WORK REQUIRED. Once you have read the listing below, output it again exactly.

DATA SUPPLIED.

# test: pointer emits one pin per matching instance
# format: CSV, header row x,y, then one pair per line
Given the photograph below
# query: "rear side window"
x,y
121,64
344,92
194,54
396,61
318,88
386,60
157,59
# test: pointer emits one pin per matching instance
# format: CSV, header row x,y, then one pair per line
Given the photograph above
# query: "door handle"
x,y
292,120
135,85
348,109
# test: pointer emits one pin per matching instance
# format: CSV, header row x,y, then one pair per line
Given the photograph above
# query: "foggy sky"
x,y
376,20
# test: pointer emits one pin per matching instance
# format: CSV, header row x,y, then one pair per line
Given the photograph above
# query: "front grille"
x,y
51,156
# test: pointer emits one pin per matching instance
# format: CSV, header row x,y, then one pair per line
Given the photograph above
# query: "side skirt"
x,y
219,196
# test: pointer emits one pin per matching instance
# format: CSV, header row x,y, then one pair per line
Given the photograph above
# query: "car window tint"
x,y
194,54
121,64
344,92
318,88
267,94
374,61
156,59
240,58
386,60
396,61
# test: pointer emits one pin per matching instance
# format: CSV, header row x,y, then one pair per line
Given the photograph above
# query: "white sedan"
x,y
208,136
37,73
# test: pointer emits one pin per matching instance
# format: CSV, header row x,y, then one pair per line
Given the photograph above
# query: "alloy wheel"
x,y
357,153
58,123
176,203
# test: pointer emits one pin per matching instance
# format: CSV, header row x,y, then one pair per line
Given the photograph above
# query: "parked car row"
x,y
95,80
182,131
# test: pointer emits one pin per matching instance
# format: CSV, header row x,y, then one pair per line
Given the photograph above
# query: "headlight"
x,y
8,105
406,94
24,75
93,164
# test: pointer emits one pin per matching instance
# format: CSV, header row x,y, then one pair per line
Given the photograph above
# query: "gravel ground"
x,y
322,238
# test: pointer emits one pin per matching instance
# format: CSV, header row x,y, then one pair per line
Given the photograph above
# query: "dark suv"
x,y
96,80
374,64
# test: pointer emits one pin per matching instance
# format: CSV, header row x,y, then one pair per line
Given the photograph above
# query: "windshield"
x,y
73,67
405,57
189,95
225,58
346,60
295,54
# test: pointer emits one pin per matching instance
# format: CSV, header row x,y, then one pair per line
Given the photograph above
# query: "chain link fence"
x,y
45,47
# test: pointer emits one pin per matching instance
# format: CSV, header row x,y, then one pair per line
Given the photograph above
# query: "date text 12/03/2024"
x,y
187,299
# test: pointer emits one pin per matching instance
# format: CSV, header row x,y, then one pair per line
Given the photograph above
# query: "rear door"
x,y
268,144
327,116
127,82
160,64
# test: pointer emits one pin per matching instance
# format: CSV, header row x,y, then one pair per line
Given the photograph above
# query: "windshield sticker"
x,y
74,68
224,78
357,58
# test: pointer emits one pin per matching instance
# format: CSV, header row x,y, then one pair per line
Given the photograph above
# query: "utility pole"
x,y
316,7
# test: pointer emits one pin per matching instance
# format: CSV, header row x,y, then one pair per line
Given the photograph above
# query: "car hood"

THE ANSWER.
# test: pointer emits one pin per matching instance
# format: CSV, header row x,y, then one pair per line
Given the photograph below
# query: "rear side window"
x,y
121,64
344,92
194,54
396,61
318,88
386,60
157,59
# test: pointer emits one pin per matching instance
# format: CSV, header row x,y, then one pair per line
Given the photograph above
# query: "door handle"
x,y
292,120
135,85
348,109
# test: pointer emits one pin per matching instance
# format: CSV, header row x,y, then one pair per line
Given the photograph above
# query: "foggy sky"
x,y
376,20
# test: pointer emits one pin per matching instance
# format: CSV, header row x,y, then one pair per line
Given the photograph above
# query: "front grille"
x,y
51,156
# test: pointer emits one pin per matching instance
# format: CSV, header row x,y, then one pair per line
Given the photograph above
# query: "side skirt"
x,y
219,196
# test: pointer emits one pin per matching instance
# format: CSV, header row x,y, then one pair per line
Given the photograph above
# query: "car window tint"
x,y
194,54
121,64
344,92
318,88
267,94
374,61
156,59
240,58
386,60
396,61
# test: pointer emits one pin per matching instance
# format: CSV, header row x,y, then one pair per line
Given the photograph above
# query: "white sedan"
x,y
208,136
37,73
# test: pointer emits one pin per matching instance
# format: CSV, header row x,y, then one pair per line
Given the photograph above
# query: "alloy wheel"
x,y
357,153
58,123
176,203
# test: pointer emits one pin per matching instance
# format: CSV, header row x,y, then one pair per line
Given the photograph above
# query: "parked car row"
x,y
95,80
182,131
# test: pointer emits one pin per matching instance
# format: CSV, header row x,y, then one pair per line
Given the photograph above
# query: "headlight"
x,y
8,105
406,94
24,75
93,164
# test: pointer emits one pin per matching instance
# format: CSV, header row x,y, then one pair per line
Given the photograph above
# query: "gravel ground"
x,y
322,238
# test: pointer emits one pin per matching instance
# format: CSV, header row x,y, then one pair per line
Given the photograph above
# query: "dark suv"
x,y
96,80
374,64
# test: pointer emits one pin per matching instance
# format: CSV, header row x,y, then one pair per line
Given the photograph above
# query: "windshield"
x,y
73,67
405,57
189,95
225,58
346,60
295,54
# test: pointer emits one pin per matching instance
# format: CSV, header row x,y, then one pair per line
Given the photograph above
# query: "chain link fence"
x,y
45,47
# test: pointer emits one pin per matching instance
# format: CSV, header row x,y, then one pair per line
Given the photograph above
# query: "date text 12/03/2024"
x,y
187,299
# test: pointer emits one pin per matching instance
# format: CSV, header row x,y, then one pair per line
Given the photograph above
# query: "rear door"
x,y
268,144
327,116
127,82
160,64
# test: pointer emits one pin per matching instance
# format: CSV, header row x,y, then one pair per line
Given the photograph above
# query: "windshield sticker"
x,y
74,68
224,78
357,58
# test: pointer emits one pin per matching instance
# format: CSV, header row x,y, then one pair per line
Given the photograph above
# query: "utility pole"
x,y
316,7
# test: pointer emits one pin per matching instance
# format: CSV, header row x,y, then one pair per line
Given the photograph above
# query: "car hood"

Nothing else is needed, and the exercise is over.